## Directions
Each line from the one containing "box: [99, 53, 261, 186]" through the final line below must be reproduced exactly, and no others.
-- Opening Marker --
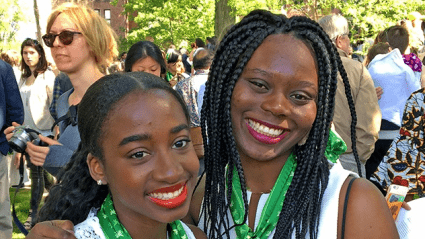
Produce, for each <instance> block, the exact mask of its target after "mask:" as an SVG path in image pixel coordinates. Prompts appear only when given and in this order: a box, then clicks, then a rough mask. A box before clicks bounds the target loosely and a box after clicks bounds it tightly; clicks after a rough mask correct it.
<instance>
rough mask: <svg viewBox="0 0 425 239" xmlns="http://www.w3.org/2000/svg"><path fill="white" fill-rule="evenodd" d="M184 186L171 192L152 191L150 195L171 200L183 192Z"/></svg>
mask: <svg viewBox="0 0 425 239" xmlns="http://www.w3.org/2000/svg"><path fill="white" fill-rule="evenodd" d="M183 188H184V187H181V188H180V189H179V190H177V191H175V192H169V193H151V194H149V195H148V196H149V197H152V198H157V199H161V200H170V199H174V198H176V197H178V196H179V195H180V194H181V193H182V191H183Z"/></svg>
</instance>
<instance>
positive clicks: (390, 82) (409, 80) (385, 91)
mask: <svg viewBox="0 0 425 239" xmlns="http://www.w3.org/2000/svg"><path fill="white" fill-rule="evenodd" d="M368 70H369V73H370V75H371V76H372V79H373V83H374V84H375V87H378V86H380V87H382V90H383V91H384V93H383V94H382V97H381V99H380V100H378V103H379V108H381V113H382V119H385V120H388V121H389V122H392V123H394V124H396V125H398V126H401V121H402V117H403V110H404V106H405V104H406V101H407V98H409V96H410V95H411V94H412V93H413V92H414V91H416V90H419V89H420V88H421V82H420V81H419V80H418V79H417V77H416V76H415V74H414V72H413V70H412V69H411V68H410V67H409V66H408V65H406V64H405V63H404V61H403V57H402V56H401V54H400V51H399V50H398V49H394V50H393V51H391V52H390V53H387V54H379V55H377V56H376V57H375V58H373V60H372V61H371V62H370V64H369V68H368Z"/></svg>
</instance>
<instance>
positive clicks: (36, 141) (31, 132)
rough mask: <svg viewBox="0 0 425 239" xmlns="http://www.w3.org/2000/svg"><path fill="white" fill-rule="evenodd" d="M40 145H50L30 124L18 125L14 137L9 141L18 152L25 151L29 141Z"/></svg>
mask: <svg viewBox="0 0 425 239" xmlns="http://www.w3.org/2000/svg"><path fill="white" fill-rule="evenodd" d="M31 141H32V143H33V144H35V145H38V146H48V144H46V143H45V142H43V141H41V140H40V138H39V137H38V132H37V131H35V130H33V129H31V128H29V127H28V126H17V127H15V130H13V135H12V138H10V140H9V141H8V143H9V146H10V147H11V148H12V149H13V150H15V151H16V152H18V153H23V152H24V151H25V149H26V148H27V143H28V142H31Z"/></svg>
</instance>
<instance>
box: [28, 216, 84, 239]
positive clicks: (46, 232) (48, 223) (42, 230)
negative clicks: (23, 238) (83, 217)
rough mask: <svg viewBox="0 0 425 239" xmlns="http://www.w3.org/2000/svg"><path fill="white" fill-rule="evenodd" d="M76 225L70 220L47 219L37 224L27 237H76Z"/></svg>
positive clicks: (31, 230) (58, 237) (37, 223)
mask: <svg viewBox="0 0 425 239" xmlns="http://www.w3.org/2000/svg"><path fill="white" fill-rule="evenodd" d="M73 230H74V225H73V224H72V222H71V221H68V220H55V221H45V222H40V223H37V224H35V226H34V227H33V228H32V229H31V231H30V232H29V234H28V235H27V236H26V237H25V238H27V239H39V238H65V239H74V238H75V239H76V237H75V236H74V232H73Z"/></svg>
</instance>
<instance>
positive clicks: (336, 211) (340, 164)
mask: <svg viewBox="0 0 425 239" xmlns="http://www.w3.org/2000/svg"><path fill="white" fill-rule="evenodd" d="M330 164H332V163H330ZM349 175H353V176H355V177H358V175H357V174H355V173H353V172H351V171H348V170H345V169H343V168H342V166H341V164H340V162H339V161H337V163H335V164H333V166H332V168H331V169H330V175H329V183H328V186H327V188H326V190H325V193H324V195H323V200H322V205H321V212H320V222H319V229H318V238H320V239H330V238H337V230H338V205H339V192H340V191H341V187H342V185H343V184H344V182H345V180H346V179H347V177H348V176H349ZM269 195H270V194H263V195H261V197H260V200H259V202H258V207H257V212H256V215H255V223H254V228H257V226H258V223H259V221H260V217H261V213H262V211H263V208H264V205H265V204H266V201H267V198H268V197H269ZM247 198H248V200H250V198H251V192H249V191H248V192H247ZM248 203H249V201H248ZM227 213H228V217H229V218H230V219H231V218H232V215H231V214H230V211H228V212H227ZM276 213H280V212H276ZM204 220H205V215H204V214H202V215H201V218H200V220H199V224H198V227H199V228H201V230H203V231H204V232H205V230H204V228H203V227H204ZM247 223H248V222H247ZM229 226H230V227H231V226H233V221H232V220H231V222H230V225H229ZM275 231H276V229H274V230H273V231H272V232H271V233H270V235H269V237H268V238H273V236H274V234H275ZM221 232H222V233H224V228H221ZM205 233H206V234H207V235H208V233H207V232H205ZM235 238H237V236H236V231H235V229H231V230H230V238H229V239H235ZM292 238H295V235H294V234H293V235H292ZM306 238H309V236H308V235H307V236H306Z"/></svg>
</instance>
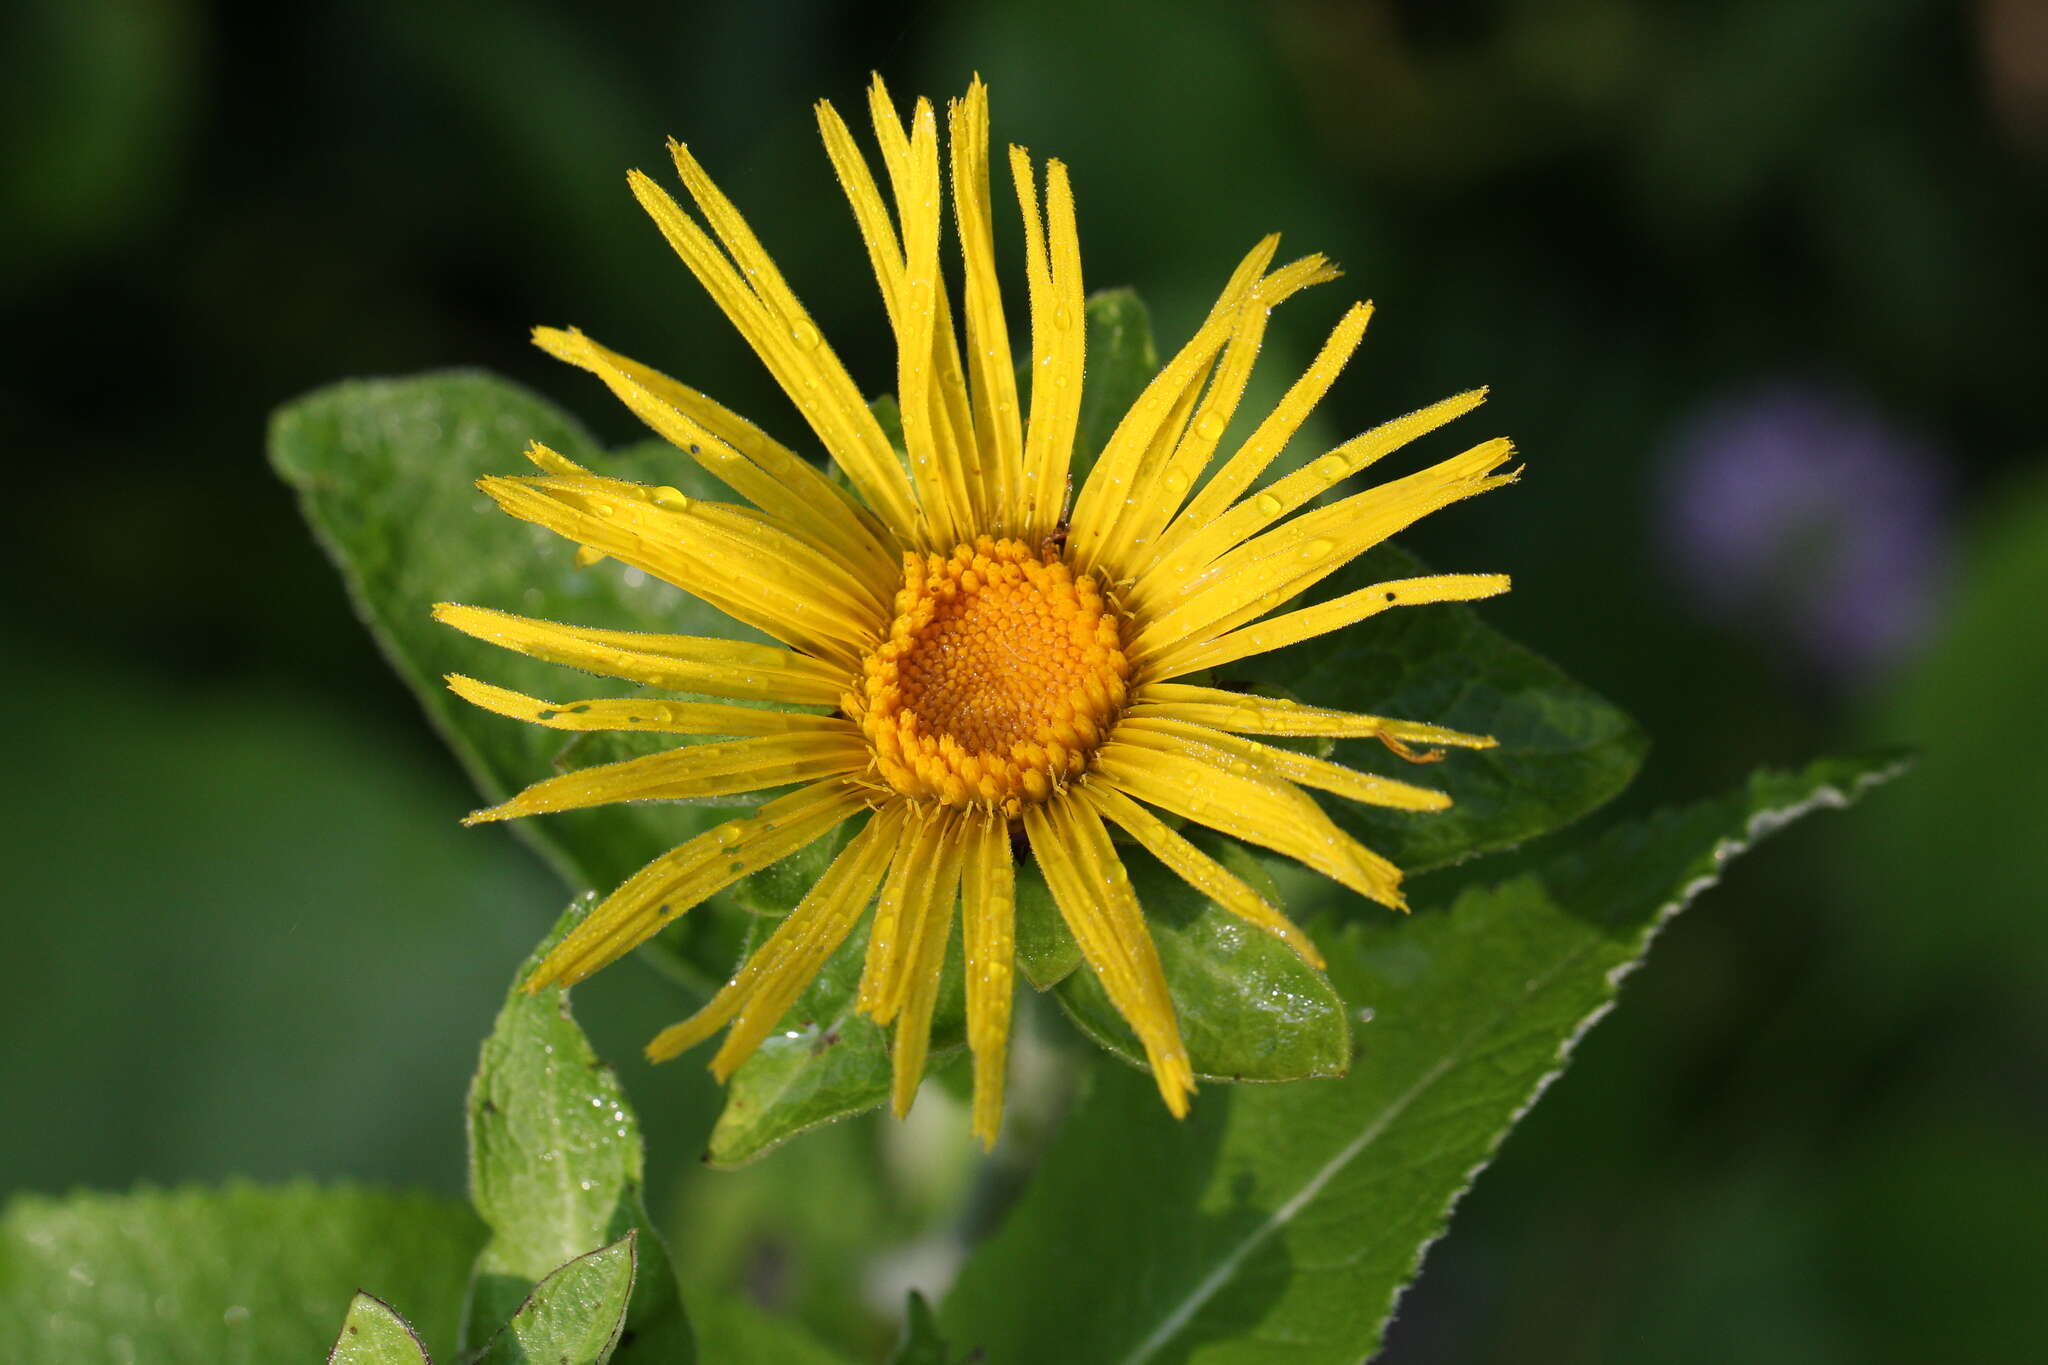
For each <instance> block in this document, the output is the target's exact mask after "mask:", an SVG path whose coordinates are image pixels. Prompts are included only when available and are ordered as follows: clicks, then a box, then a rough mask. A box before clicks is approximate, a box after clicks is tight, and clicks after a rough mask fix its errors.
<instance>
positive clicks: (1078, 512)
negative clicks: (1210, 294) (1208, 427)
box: [1067, 237, 1280, 569]
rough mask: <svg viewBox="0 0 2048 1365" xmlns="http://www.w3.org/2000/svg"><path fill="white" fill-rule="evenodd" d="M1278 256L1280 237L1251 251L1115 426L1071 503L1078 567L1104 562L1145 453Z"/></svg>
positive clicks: (1071, 534) (1132, 496)
mask: <svg viewBox="0 0 2048 1365" xmlns="http://www.w3.org/2000/svg"><path fill="white" fill-rule="evenodd" d="M1276 250H1280V237H1266V239H1264V241H1260V244H1257V246H1255V248H1251V254H1249V256H1245V258H1243V260H1241V262H1239V266H1237V270H1235V272H1233V274H1231V280H1229V284H1225V287H1223V295H1221V297H1219V299H1217V305H1214V307H1212V309H1210V311H1208V317H1206V319H1204V321H1202V325H1200V327H1198V329H1196V334H1194V336H1192V338H1188V344H1186V346H1182V348H1180V354H1176V356H1174V358H1171V360H1167V362H1165V368H1161V370H1159V372H1157V375H1153V379H1151V383H1149V385H1145V391H1143V393H1139V399H1137V403H1133V405H1130V411H1126V413H1124V417H1122V422H1118V424H1116V430H1114V432H1112V434H1110V440H1108V444H1104V448H1102V458H1098V460H1096V467H1094V469H1092V471H1090V473H1087V481H1085V483H1083V485H1081V493H1079V495H1077V497H1075V501H1073V534H1071V538H1069V540H1067V546H1069V555H1071V557H1073V559H1075V561H1077V563H1079V567H1083V569H1092V567H1094V565H1096V561H1098V559H1100V555H1102V546H1104V542H1106V540H1108V536H1110V534H1112V532H1114V530H1116V522H1118V518H1120V516H1122V512H1124V508H1126V503H1128V499H1130V497H1133V493H1135V483H1133V481H1135V479H1137V473H1139V467H1141V463H1143V458H1145V452H1147V450H1149V448H1151V446H1153V442H1155V440H1157V438H1159V430H1161V428H1163V426H1165V424H1167V420H1169V417H1171V413H1174V411H1176V407H1182V409H1184V407H1186V403H1188V391H1190V389H1194V387H1196V385H1198V383H1200V381H1202V377H1204V375H1206V372H1208V366H1210V364H1212V362H1214V358H1217V352H1219V350H1223V344H1225V342H1227V340H1229V336H1231V329H1233V327H1235V325H1237V307H1239V305H1241V303H1243V299H1245V295H1247V293H1249V291H1251V287H1253V284H1255V282H1257V280H1260V278H1264V274H1266V266H1268V264H1270V262H1272V258H1274V252H1276Z"/></svg>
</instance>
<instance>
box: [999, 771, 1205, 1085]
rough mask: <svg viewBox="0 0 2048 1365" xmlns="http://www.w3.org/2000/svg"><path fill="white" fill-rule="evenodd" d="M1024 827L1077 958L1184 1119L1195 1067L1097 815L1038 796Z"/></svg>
mask: <svg viewBox="0 0 2048 1365" xmlns="http://www.w3.org/2000/svg"><path fill="white" fill-rule="evenodd" d="M1024 831H1026V835H1030V849H1032V855H1034V857H1036V860H1038V870H1040V872H1044V882H1047V886H1049V888H1051V890H1053V900H1055V905H1059V915H1061V919H1065V921H1067V927H1069V929H1073V937H1075V941H1077V943H1079V945H1081V956H1083V958H1085V960H1087V966H1090V970H1094V972H1096V978H1098V980H1100V982H1102V988H1104V990H1106V993H1108V997H1110V1003H1112V1005H1116V1013H1120V1015H1122V1017H1124V1019H1126V1021H1128V1023H1130V1031H1133V1033H1137V1036H1139V1044H1141V1046H1143V1048H1145V1060H1147V1062H1149V1064H1151V1072H1153V1083H1155V1085H1157V1087H1159V1097H1161V1099H1165V1107H1167V1109H1169V1111H1171V1113H1174V1117H1184V1115H1186V1113H1188V1095H1190V1093H1194V1068H1192V1066H1190V1062H1188V1048H1186V1044H1184V1042H1182V1038H1180V1023H1178V1021H1176V1017H1174V997H1171V995H1169V993H1167V988H1165V972H1163V970H1161V968H1159V950H1157V948H1155V945H1153V941H1151V931H1149V929H1147V927H1145V911H1143V909H1141V907H1139V900H1137V896H1135V894H1133V892H1130V874H1128V872H1124V866H1122V862H1120V860H1118V857H1116V847H1114V845H1112V843H1110V833H1108V831H1106V829H1104V827H1102V817H1100V814H1096V810H1094V806H1087V804H1083V802H1079V800H1051V802H1036V804H1030V806H1024Z"/></svg>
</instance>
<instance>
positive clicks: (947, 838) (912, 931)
mask: <svg viewBox="0 0 2048 1365" xmlns="http://www.w3.org/2000/svg"><path fill="white" fill-rule="evenodd" d="M950 814H952V812H950V810H946V808H940V810H932V808H930V806H913V814H911V821H909V829H905V833H903V853H901V857H897V860H895V866H891V868H889V880H887V882H885V884H883V894H881V900H877V902H874V927H872V929H870V931H868V956H866V962H862V968H860V988H858V990H856V995H854V1007H856V1009H858V1011H860V1013H864V1015H868V1017H870V1019H874V1023H889V1021H891V1019H895V1017H897V1011H899V1009H903V997H905V990H907V984H909V976H911V972H913V968H915V964H918V945H920V943H922V935H924V927H926V905H928V902H930V900H932V898H934V896H936V894H938V880H940V872H942V866H944V862H946V849H948V835H950V831H952V823H950V819H948V817H950Z"/></svg>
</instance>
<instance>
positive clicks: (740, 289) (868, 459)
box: [627, 172, 915, 536]
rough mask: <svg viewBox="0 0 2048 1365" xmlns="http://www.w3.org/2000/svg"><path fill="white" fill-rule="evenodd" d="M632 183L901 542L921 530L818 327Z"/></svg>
mask: <svg viewBox="0 0 2048 1365" xmlns="http://www.w3.org/2000/svg"><path fill="white" fill-rule="evenodd" d="M627 182H629V186H631V188H633V196H635V199H637V201H639V203H641V207H643V209H645V211H647V217H651V219H653V221H655V227H659V229H662V235H664V237H668V244H670V246H672V248H674V250H676V256H680V258H682V262H684V264H686V266H688V268H690V274H694V276H696V280H698V284H702V289H705V293H709V295H711V299H713V303H717V305H719V309H721V311H723V313H725V317H727V319H729V321H731V323H733V327H735V329H737V332H739V336H743V338H745V340H748V344H750V346H752V348H754V354H758V356H760V358H762V364H766V366H768V372H770V375H774V379H776V383H778V385H782V391H784V393H788V397H791V401H795V403H797V411H801V413H803V417H805V422H807V424H809V426H811V430H813V432H815V434H817V438H819V440H821V442H823V444H825V450H829V452H831V458H836V460H838V463H840V469H844V471H846V477H848V479H852V481H854V487H856V489H860V493H862V497H866V499H868V508H872V510H874V514H877V516H879V518H881V520H883V524H885V526H887V528H889V530H893V532H895V534H897V536H907V534H909V530H911V526H913V524H915V505H913V499H911V489H909V481H907V479H905V477H903V467H901V465H899V463H897V458H895V450H893V448H891V446H889V438H887V436H885V434H883V430H881V424H879V422H874V413H870V411H868V405H866V403H864V401H862V397H860V389H856V387H854V381H852V379H850V377H848V375H846V368H844V366H842V364H840V360H838V356H834V354H831V350H829V346H825V342H823V338H821V336H819V332H817V325H815V323H813V321H811V319H809V315H805V313H801V311H797V313H791V315H784V313H778V311H774V309H772V307H770V305H768V303H764V301H762V299H760V297H758V295H756V293H754V291H752V289H750V287H748V282H745V280H743V278H741V276H739V272H737V270H735V268H733V264H731V262H729V260H727V258H725V254H723V252H721V250H719V248H717V244H713V241H711V237H709V235H707V233H705V229H702V227H698V225H696V223H694V221H692V219H690V215H686V213H684V211H682V207H680V205H678V203H676V201H674V199H670V196H668V192H666V190H662V186H657V184H655V182H653V180H649V178H647V176H643V174H639V172H633V174H631V176H629V178H627Z"/></svg>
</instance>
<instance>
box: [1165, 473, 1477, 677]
mask: <svg viewBox="0 0 2048 1365" xmlns="http://www.w3.org/2000/svg"><path fill="white" fill-rule="evenodd" d="M1511 454H1513V448H1511V446H1509V444H1507V442H1505V440H1493V442H1487V444H1483V446H1477V448H1473V450H1466V452H1464V454H1458V456H1452V458H1448V460H1442V463H1440V465H1432V467H1430V469H1423V471H1417V473H1413V475H1407V477H1405V479H1395V481H1391V483H1382V485H1378V487H1370V489H1366V491H1362V493H1354V495H1350V497H1343V499H1339V501H1333V503H1329V505H1327V508H1317V510H1315V512H1305V514H1303V516H1298V518H1294V520H1290V522H1282V524H1280V526H1276V528H1272V530H1270V532H1266V534H1264V536H1257V538H1253V540H1247V542H1245V544H1241V546H1237V548H1235V551H1231V553H1229V555H1225V557H1221V559H1217V561H1212V563H1210V565H1208V567H1206V569H1202V571H1200V573H1194V575H1190V577H1188V581H1186V583H1184V585H1182V589H1180V593H1178V598H1176V606H1171V608H1167V610H1163V612H1159V614H1155V616H1151V618H1149V620H1147V622H1145V626H1143V628H1141V630H1139V634H1137V639H1135V641H1133V647H1130V659H1133V663H1139V665H1141V667H1145V665H1147V663H1151V661H1153V657H1155V655H1161V653H1165V651H1167V649H1178V647H1184V645H1190V643H1194V641H1202V639H1212V636H1217V634H1223V632H1225V630H1231V628H1235V626H1241V624H1243V622H1247V620H1253V618H1257V616H1264V614H1266V612H1270V610H1272V608H1276V606H1280V604H1282V602H1288V600H1290V598H1296V596H1300V593H1303V591H1307V589H1309V587H1313V585H1315V583H1321V581H1323V579H1325V577H1329V575H1331V573H1335V571H1337V569H1341V567H1343V565H1348V563H1350V561H1354V559H1358V557H1360V555H1364V553H1366V551H1368V548H1372V546H1374V544H1378V542H1380V540H1384V538H1386V536H1391V534H1395V532H1399V530H1403V528H1407V526H1411V524H1415V522H1419V520H1421V518H1425V516H1430V514H1432V512H1438V510H1442V508H1448V505H1450V503H1454V501H1458V499H1464V497H1473V495H1475V493H1485V491H1489V489H1495V487H1501V485H1503V483H1509V481H1511V479H1513V475H1501V477H1487V475H1489V471H1493V469H1499V467H1501V465H1505V463H1507V458H1509V456H1511ZM1151 675H1157V673H1151Z"/></svg>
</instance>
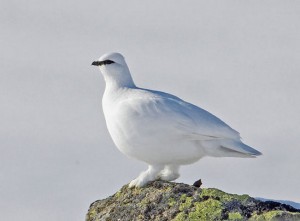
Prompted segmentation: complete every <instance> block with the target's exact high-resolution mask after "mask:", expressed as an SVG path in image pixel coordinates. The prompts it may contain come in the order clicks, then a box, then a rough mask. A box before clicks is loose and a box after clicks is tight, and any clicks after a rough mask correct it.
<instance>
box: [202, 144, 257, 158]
mask: <svg viewBox="0 0 300 221" xmlns="http://www.w3.org/2000/svg"><path fill="white" fill-rule="evenodd" d="M201 144H202V145H203V146H204V151H205V153H206V154H207V155H208V156H212V157H242V158H254V157H256V156H259V155H261V152H259V151H257V150H256V149H254V148H252V147H250V146H248V145H246V144H244V143H242V141H239V140H215V141H206V142H201Z"/></svg>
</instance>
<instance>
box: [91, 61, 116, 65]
mask: <svg viewBox="0 0 300 221" xmlns="http://www.w3.org/2000/svg"><path fill="white" fill-rule="evenodd" d="M113 63H116V62H114V61H112V60H105V61H94V62H93V63H92V65H95V66H101V65H107V64H113Z"/></svg>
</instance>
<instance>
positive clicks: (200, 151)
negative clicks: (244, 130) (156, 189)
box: [99, 53, 261, 186]
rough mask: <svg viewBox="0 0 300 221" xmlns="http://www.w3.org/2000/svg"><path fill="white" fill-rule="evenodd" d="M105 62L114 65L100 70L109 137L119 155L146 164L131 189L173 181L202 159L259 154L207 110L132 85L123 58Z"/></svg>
mask: <svg viewBox="0 0 300 221" xmlns="http://www.w3.org/2000/svg"><path fill="white" fill-rule="evenodd" d="M105 60H111V61H114V62H115V63H112V64H107V65H101V66H100V70H101V72H102V74H103V76H104V78H105V81H106V89H105V93H104V96H103V111H104V115H105V119H106V123H107V127H108V130H109V133H110V135H111V137H112V139H113V141H114V143H115V144H116V146H117V147H118V149H119V150H120V151H121V152H122V153H124V154H125V155H127V156H129V157H132V158H135V159H138V160H141V161H144V162H146V163H147V164H149V169H148V170H147V171H145V172H143V173H142V174H141V175H140V176H139V177H138V178H136V179H135V180H133V181H132V182H131V183H130V186H143V185H145V184H146V183H147V182H149V181H152V180H155V179H158V178H161V179H165V180H172V179H176V178H177V177H178V176H179V173H178V168H179V166H180V165H183V164H190V163H194V162H196V161H198V160H199V159H201V158H202V157H204V156H214V157H255V156H257V155H260V154H261V153H260V152H258V151H257V150H255V149H253V148H251V147H249V146H247V145H245V144H243V143H242V141H241V140H240V135H239V133H238V132H237V131H235V130H234V129H232V128H231V127H229V126H228V125H227V124H226V123H224V122H223V121H222V120H220V119H219V118H217V117H216V116H214V115H212V114H211V113H209V112H207V111H206V110H204V109H202V108H200V107H197V106H195V105H193V104H190V103H188V102H185V101H183V100H181V99H180V98H178V97H176V96H173V95H171V94H167V93H164V92H159V91H153V90H148V89H143V88H138V87H136V86H135V84H134V82H133V80H132V77H131V74H130V72H129V69H128V67H127V64H126V62H125V60H124V58H123V56H122V55H121V54H119V53H110V54H106V55H104V56H102V57H101V58H100V59H99V61H105Z"/></svg>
-- Closing Marker --
## Solution to the exercise
box: [99, 53, 261, 186]
rough mask: <svg viewBox="0 0 300 221" xmlns="http://www.w3.org/2000/svg"><path fill="white" fill-rule="evenodd" d="M105 62L114 65L100 70L109 137L119 155L146 164L131 189L173 181L202 159L259 154L207 110L132 85L123 58Z"/></svg>
mask: <svg viewBox="0 0 300 221" xmlns="http://www.w3.org/2000/svg"><path fill="white" fill-rule="evenodd" d="M105 60H111V61H114V62H115V63H112V64H107V65H101V66H100V70H101V72H102V74H103V76H104V78H105V81H106V89H105V93H104V96H103V111H104V115H105V119H106V123H107V127H108V130H109V133H110V135H111V137H112V139H113V141H114V143H115V144H116V146H117V147H118V149H119V150H120V151H121V152H122V153H124V154H125V155H127V156H129V157H132V158H135V159H138V160H141V161H144V162H146V163H147V164H149V169H148V170H147V171H145V172H143V173H142V174H141V175H140V176H139V177H138V178H136V179H135V180H133V181H132V182H131V183H130V186H143V185H145V184H146V183H147V182H149V181H152V180H155V179H158V178H161V179H165V180H172V179H176V178H177V177H178V176H179V173H178V168H179V166H180V165H183V164H190V163H194V162H196V161H198V160H199V159H201V158H202V157H204V156H214V157H255V156H257V155H260V154H261V153H260V152H258V151H257V150H255V149H253V148H251V147H249V146H247V145H245V144H243V143H242V141H241V140H240V135H239V133H238V132H237V131H235V130H234V129H232V128H231V127H229V126H228V125H227V124H226V123H224V122H223V121H222V120H220V119H219V118H217V117H216V116H214V115H212V114H211V113H209V112H207V111H206V110H204V109H202V108H200V107H197V106H195V105H193V104H190V103H188V102H185V101H183V100H181V99H180V98H178V97H176V96H173V95H171V94H167V93H164V92H159V91H153V90H148V89H143V88H138V87H136V86H135V84H134V82H133V80H132V77H131V74H130V72H129V69H128V67H127V64H126V62H125V60H124V58H123V56H122V55H121V54H119V53H110V54H106V55H104V56H102V57H101V58H100V59H99V61H105Z"/></svg>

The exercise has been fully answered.